Aanwijsgegevens voor benoemde objecten
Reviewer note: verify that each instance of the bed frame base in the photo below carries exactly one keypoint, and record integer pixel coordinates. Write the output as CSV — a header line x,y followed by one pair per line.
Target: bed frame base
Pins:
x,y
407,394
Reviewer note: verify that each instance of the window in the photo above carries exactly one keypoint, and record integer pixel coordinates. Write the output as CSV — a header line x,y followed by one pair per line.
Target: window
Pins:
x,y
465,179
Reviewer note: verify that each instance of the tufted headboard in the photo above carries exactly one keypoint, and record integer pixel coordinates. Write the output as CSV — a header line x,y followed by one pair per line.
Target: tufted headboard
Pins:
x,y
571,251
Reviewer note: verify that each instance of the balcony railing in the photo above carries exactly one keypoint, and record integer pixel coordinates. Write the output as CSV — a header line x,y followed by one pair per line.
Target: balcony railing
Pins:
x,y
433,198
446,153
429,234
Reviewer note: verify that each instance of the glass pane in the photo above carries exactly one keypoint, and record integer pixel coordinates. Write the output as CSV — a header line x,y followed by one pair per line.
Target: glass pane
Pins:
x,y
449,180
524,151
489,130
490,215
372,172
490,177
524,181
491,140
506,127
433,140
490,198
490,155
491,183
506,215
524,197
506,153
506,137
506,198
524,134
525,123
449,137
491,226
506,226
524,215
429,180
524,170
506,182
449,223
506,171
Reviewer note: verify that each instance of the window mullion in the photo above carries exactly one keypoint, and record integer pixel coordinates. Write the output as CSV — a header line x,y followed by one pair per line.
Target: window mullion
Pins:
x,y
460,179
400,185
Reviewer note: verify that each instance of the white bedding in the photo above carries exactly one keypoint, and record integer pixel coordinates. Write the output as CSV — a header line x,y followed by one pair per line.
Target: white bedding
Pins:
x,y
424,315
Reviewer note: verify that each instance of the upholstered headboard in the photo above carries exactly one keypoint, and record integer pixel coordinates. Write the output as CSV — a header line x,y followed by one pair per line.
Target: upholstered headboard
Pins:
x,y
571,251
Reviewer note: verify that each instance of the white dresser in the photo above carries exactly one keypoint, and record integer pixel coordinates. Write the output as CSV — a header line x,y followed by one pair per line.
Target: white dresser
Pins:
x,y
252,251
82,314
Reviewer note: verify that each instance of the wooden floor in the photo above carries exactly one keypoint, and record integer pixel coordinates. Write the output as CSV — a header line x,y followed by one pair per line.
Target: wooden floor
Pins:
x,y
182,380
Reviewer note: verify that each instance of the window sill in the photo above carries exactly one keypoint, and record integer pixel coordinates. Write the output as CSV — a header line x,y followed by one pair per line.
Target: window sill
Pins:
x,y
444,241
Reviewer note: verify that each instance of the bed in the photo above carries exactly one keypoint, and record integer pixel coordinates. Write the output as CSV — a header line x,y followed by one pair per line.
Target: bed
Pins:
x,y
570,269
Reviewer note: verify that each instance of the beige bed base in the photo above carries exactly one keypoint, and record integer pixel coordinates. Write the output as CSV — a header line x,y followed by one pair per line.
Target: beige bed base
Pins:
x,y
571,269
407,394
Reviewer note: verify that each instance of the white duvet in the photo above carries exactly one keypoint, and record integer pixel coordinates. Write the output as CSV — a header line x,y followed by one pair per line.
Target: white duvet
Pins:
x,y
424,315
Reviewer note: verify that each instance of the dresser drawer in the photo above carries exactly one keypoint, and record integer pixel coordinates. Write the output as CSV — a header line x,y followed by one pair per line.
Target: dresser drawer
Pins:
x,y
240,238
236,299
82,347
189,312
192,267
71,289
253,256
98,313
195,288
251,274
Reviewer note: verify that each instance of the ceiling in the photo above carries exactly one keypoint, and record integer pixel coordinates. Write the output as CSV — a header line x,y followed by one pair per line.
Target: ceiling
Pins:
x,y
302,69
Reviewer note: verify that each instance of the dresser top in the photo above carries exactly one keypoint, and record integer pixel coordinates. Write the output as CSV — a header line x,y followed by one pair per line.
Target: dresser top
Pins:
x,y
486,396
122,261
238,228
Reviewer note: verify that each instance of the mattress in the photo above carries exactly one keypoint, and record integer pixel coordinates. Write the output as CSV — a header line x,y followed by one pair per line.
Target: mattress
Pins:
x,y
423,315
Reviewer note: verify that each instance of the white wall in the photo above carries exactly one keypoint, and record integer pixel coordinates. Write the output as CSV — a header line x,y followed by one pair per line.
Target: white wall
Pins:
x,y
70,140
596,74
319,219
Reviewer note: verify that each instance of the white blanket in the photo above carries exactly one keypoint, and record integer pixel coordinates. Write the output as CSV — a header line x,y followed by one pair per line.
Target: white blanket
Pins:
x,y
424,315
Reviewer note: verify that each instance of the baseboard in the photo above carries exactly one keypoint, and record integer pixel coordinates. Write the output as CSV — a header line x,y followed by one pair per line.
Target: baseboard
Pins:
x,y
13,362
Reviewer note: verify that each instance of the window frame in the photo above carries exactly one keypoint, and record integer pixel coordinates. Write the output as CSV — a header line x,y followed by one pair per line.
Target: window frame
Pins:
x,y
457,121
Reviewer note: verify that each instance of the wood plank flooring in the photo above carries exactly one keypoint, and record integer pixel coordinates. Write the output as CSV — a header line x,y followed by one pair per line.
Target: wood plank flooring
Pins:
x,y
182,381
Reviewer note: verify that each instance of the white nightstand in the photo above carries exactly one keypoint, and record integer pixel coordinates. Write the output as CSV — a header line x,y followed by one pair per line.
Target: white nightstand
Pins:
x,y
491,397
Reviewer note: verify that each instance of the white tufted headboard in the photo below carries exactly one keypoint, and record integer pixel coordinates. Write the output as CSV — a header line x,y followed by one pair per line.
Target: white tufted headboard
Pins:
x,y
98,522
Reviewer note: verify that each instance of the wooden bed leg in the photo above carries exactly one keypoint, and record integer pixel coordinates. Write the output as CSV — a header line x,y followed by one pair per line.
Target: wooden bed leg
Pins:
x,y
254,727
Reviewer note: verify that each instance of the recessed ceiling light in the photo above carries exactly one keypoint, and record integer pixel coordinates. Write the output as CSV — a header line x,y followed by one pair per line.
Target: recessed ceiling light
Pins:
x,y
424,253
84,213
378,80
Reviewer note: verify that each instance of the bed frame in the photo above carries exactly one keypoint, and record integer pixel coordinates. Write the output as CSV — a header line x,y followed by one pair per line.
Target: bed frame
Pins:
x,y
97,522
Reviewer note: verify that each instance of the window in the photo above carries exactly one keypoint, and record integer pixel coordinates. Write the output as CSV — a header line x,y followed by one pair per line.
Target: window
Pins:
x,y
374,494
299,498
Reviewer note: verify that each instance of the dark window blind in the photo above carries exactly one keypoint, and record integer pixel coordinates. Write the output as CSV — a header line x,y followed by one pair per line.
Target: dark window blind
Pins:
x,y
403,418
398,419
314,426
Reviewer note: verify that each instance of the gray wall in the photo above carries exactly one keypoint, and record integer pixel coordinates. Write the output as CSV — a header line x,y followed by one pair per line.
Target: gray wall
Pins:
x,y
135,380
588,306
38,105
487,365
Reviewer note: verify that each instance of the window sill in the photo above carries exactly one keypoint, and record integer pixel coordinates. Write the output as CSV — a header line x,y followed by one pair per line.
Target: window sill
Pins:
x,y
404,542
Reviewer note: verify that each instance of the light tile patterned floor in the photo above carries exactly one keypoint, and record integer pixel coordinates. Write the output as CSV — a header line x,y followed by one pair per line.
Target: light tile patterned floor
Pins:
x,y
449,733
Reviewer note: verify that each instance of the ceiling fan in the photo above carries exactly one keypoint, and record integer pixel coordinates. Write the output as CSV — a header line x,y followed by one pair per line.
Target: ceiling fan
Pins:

OPDRACHT:
Geef alle rijen hierboven ongewijzigd weer, van de eerste tot en met de laatste.

UITWERKING:
Reviewer note: verify that each instance of the bed frame base in the photo below carries exactly one keypoint, and record integer pixel coordinates. Write the output as CSV — a header line x,y followed by one pair per line.
Target: bed frame base
Pins:
x,y
407,394
Reviewer note: verify that each instance of the window in the photo above carries exactly one keypoint, and record integer pixel coordinates. Write the output as CSV — a header line x,y followed by one pair per line.
Target: window
Pins:
x,y
465,179
Reviewer note: verify that each instance of the tufted headboard in the photo above carries exactly one keypoint, and record integer pixel coordinates. Write the output as CSV — a header line x,y followed by one pair per line.
Target: tufted headboard
Pins:
x,y
571,251
Reviewer note: verify that each instance of the balcony railing in the photo above carries exactly one keypoint, and record integer pixel coordinates. Write the output as CSV — a header line x,y followed by one pair per line.
Target: balcony railing
Pins:
x,y
433,198
446,153
429,234
Reviewer note: verify that each instance of the glass pane in the photo above carries exactly one keypoint, and record integer pixel coordinates. Write the output as CSV — a header line x,y followed by one pair per line.
Target: glass pane
Pins:
x,y
449,180
524,151
489,130
490,215
372,172
490,177
524,181
491,140
506,127
433,140
490,198
490,155
491,183
506,215
524,197
506,153
506,137
506,198
524,134
525,123
449,137
491,226
506,226
524,215
429,180
524,170
506,182
449,223
506,171
Reviewer note: verify that each instance of the window mullion in the photo above carries exactly one keypoint, and record integer pixel coordinates. Write the output as CSV — a header line x,y followed by one pair per line.
Target: window mullion
Pins:
x,y
460,179
400,185
Reviewer note: verify that each instance of the white bedding in the photo above carries exactly one keypoint, and record integer pixel coordinates. Write the output as CSV — a header line x,y followed by one pair per line.
Target: white bedding
Pins:
x,y
424,315
Reviewer note: verify that each instance of the upholstered headboard in the photo above carries exactly one keypoint, and record integer pixel coordinates. Write the output as CSV — a header line x,y followed by one pair per line.
Target: upholstered headboard
Pins:
x,y
571,251
Reviewer note: verify that each instance of the white dresser in the photo above carries exactly one keypoint, and record integer pixel coordinates. Write the output as CSV — a header line x,y followed by one pair per line.
Target: white dresser
Pins:
x,y
252,251
82,314
Reviewer note: verify that each instance of the wooden floor in the photo above carries exactly one keypoint, and record integer pixel coordinates. Write the output as CSV — a header line x,y followed by one pair per line.
Target: wooden floor
Pins:
x,y
182,380
Reviewer note: verify that each instance of the window sill in the photo above carries exactly one keypoint, and record integer pixel coordinates. Write the output as CSV — a header line x,y followed by one pair per line.
Target: window sill
Pins:
x,y
444,241
Reviewer note: verify that each instance of the bed in the photo above carries exactly one keypoint, and record integer pixel coordinates. Write the output as CSV — a header line x,y followed by one pair per line.
Target: bed
Pins:
x,y
570,269
Reviewer note: verify that each instance of the beige bed base in the photo above carries exactly one keypoint, and record integer pixel coordinates. Write the output as CSV — a header line x,y followed by one pair per line.
Target: beige bed base
Pins:
x,y
571,269
407,394
Reviewer note: verify that each instance of the white duvet in the photo above carries exactly one keypoint, and record integer pixel coordinates. Write the output as CSV — a header line x,y followed by one pair per line.
Target: white duvet
Pins:
x,y
424,315
Reviewer note: verify that each instance of the dresser drawer in the photo above carries exactly one keypoint, and record integer pixel coordinates. Write the output as CSV — a header line x,y followed by one pair per line.
Target: dresser drawer
Pins:
x,y
240,238
236,299
82,347
189,312
192,267
71,289
253,256
98,313
195,288
251,274
Reviewer note: verify that each instance of the ceiling in the photo above carries exactly one keypoint, and record integer pixel coordinates. Write the output as CSV — a header line x,y followed by one pair per line.
Target: ceiling
Pins:
x,y
302,69
Reviewer note: verify that each instance of the dresser top in the photo above carries exactly one keypoint, and record integer pixel coordinates. Write the output as CSV — a header line x,y followed by one pair per line.
Target: dresser top
Pins:
x,y
486,396
122,261
238,228
Reviewer note: verify that each instance of the mattress in the photo above carries exactly one keypoint, and record integer pixel coordinates. Write the output as CSV — a header line x,y followed by one pair per line.
Target: mattress
Pins:
x,y
423,315
Reviewer note: verify that each instance of the white wall in the photo above carries exactly one keypoint, and record integer pixel coordinates. Write the output as CSV — a header line x,y followed by one pair per line.
Target: white wall
Pins:
x,y
70,140
596,74
319,219
Reviewer note: verify that each instance of the white blanket in the photo above carries exactly one keypoint, and record integer pixel coordinates. Write the output as CSV — a header line x,y followed by one pair per line.
Target: white blanket
Pins:
x,y
424,315
Reviewer note: verify that each instance of the baseboard in the photo above carries exactly one keypoint, and record integer pixel coordinates. Write the output as CSV — a header line x,y followed by one pair per line.
Target: baseboard
Pins:
x,y
13,362
Reviewer note: verify that each instance of the window frame in the photo above carries exactly one keypoint, and record integer pixel coordinates. Write the output as CSV — a header line x,y followed by one pair per line.
Target: window frame
Pins:
x,y
457,121
Reviewer note: verify that each instance of the wood plank flooring in the photo above carries exactly one keypoint, and record integer pixel coordinates. Write the output as CSV — a header line x,y followed by one pair per line.
Target: wood plank flooring
Pins:
x,y
182,381
Reviewer note: verify that each instance of the white nightstand in the photo above carries exactly one keypoint, and record integer pixel coordinates. Write the output as CSV — a header line x,y followed by one pair per line.
Target: white nightstand
Pins:
x,y
491,397
Reviewer note: verify that each instance of the white tufted headboard in the photo below carries exactly one keypoint, and record integer pixel coordinates. Write the output as CSV — a header line x,y followed by one pair per line.
Target: white tufted headboard
Pins:
x,y
98,522
Reviewer note: verify that each instance of the wooden bed leg in the photo above carries exactly one keypoint, and record integer pixel coordinates. Write the output as CSV — a header line x,y followed by one pair per line.
Target: wooden bed leg
Pins:
x,y
254,727
Reviewer note: verify that each instance of the recessed ceiling light in the photo above carries exactly one keypoint, and record integer pixel coordinates. Write the output as CSV — a header line x,y followed by one pair per line.
Target: recessed ceiling light
Pins:
x,y
424,253
84,213
378,80
Reviewer note: verify that each instance of the bed frame in the photo above carries exactly one keypoint, and record integer pixel coordinates. Write the output as CSV — a header line x,y followed by one pair per line.
Target: bed frame
Pins:
x,y
97,522
Reviewer note: verify that each instance of the window in the photo above carries exactly one keypoint, and record integer pixel coordinates. Write the output as CSV — a header line x,y followed by one pair per line.
Target: window
Pins:
x,y
374,494
299,498
Reviewer note: verify that each instance of the dark window blind in the photo above carries exactly one keypoint, and record integer pixel coordinates. Write the output as CSV — a header line x,y followed by one pair per line.
Target: dark window blind
Pins:
x,y
403,418
398,419
314,426
Reviewer note: verify that each instance of the gray wall in the photo above carries exactly one keypoint, and record integer pixel coordinates. Write the output as CSV — a header line x,y followed by one pair per line.
Target: gray wall
Pins:
x,y
135,380
588,306
38,105
487,365
Reviewer note: verify that each instance of the window sill in the photo above carries exactly one keypoint, and record integer pixel coordinates. Write the output as CSV — a header line x,y followed by one pair per line.
Target: window sill
Pins:
x,y
404,542
Reviewer note: verify that each instance of the light tile patterned floor in the photo above carries exactly one keypoint, and record integer pixel coordinates. Write the output as CSV — a header line x,y followed by one pair per line.
Target: light tile patterned floor
Pins:
x,y
449,733
Reviewer note: verify that each instance of the ceiling fan in the photo above carries exactly one keypoint, and record integer pixel coordinates. Write the output as CSV — a header line x,y followed by one pair per line.
Target: ceiling fan
Pins:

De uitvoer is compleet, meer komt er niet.